# EXERCISE OBJECTIVE:
When you write out the records, keep every word exact and drop the pictures.

[Referring expression pointing data]
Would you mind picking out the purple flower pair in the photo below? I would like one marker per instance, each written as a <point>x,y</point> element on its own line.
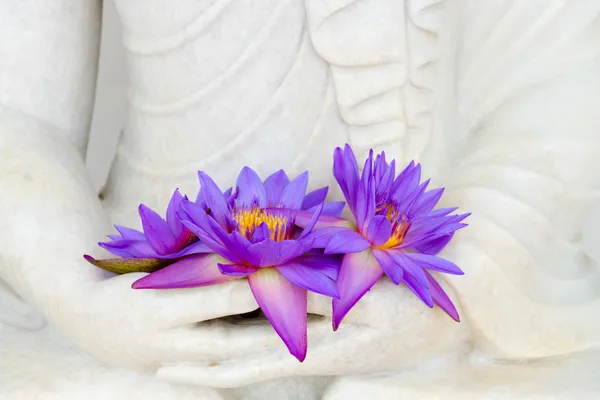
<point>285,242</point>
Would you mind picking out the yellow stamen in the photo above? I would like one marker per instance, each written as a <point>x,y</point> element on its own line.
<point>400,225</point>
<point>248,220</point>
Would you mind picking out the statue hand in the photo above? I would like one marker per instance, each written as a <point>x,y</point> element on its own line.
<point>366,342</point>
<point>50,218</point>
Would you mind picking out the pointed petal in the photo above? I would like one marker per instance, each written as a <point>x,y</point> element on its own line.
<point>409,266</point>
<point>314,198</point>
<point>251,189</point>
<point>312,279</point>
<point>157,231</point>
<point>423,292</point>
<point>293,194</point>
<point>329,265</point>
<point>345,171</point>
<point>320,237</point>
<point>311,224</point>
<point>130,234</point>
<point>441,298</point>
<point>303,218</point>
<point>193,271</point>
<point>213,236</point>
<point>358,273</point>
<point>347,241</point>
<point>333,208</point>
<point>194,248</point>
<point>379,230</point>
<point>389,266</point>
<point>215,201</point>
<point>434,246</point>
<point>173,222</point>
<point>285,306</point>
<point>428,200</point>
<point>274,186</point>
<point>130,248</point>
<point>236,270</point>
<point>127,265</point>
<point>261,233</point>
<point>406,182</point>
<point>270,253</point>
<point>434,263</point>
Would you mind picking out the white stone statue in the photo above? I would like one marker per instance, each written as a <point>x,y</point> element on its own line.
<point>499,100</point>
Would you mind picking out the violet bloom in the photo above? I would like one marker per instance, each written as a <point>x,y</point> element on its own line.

# RESULT FOR THIS EXERCISE:
Would you mind picking out the purple flower pair in the photo below? I would like one marker per instance, each written as a <point>x,y</point> element on its own line.
<point>285,242</point>
Would you mind picking out the yellow stamen in the photo above? I would like one marker per instance, each written as a <point>x,y</point> element on its own line.
<point>400,225</point>
<point>248,220</point>
Would you mind picking out the statue hand in the photo above? I would like one marker per instance, each written as a <point>x,y</point> element on its own line.
<point>366,342</point>
<point>50,218</point>
Would you mind picking out the pointed petal in the photo above? I would like one marker per instance, each written as a <point>x,y</point> element on its own line.
<point>409,266</point>
<point>314,198</point>
<point>251,189</point>
<point>312,279</point>
<point>157,231</point>
<point>423,292</point>
<point>293,194</point>
<point>329,265</point>
<point>345,171</point>
<point>320,237</point>
<point>311,224</point>
<point>130,234</point>
<point>441,298</point>
<point>303,218</point>
<point>193,271</point>
<point>213,236</point>
<point>358,273</point>
<point>347,241</point>
<point>333,208</point>
<point>194,248</point>
<point>379,230</point>
<point>389,266</point>
<point>215,201</point>
<point>434,246</point>
<point>173,222</point>
<point>285,306</point>
<point>428,200</point>
<point>274,186</point>
<point>130,248</point>
<point>236,270</point>
<point>127,265</point>
<point>261,233</point>
<point>406,182</point>
<point>270,253</point>
<point>434,263</point>
Would you mind picking out the white stone statue in the photo above? I would like one marker per instance, each written as a <point>x,y</point> element on its own line.
<point>499,100</point>
Would you mind picking out the violet bloom in the photo above? I would like one marker per instance, each written as a <point>x,y</point> element on its own line.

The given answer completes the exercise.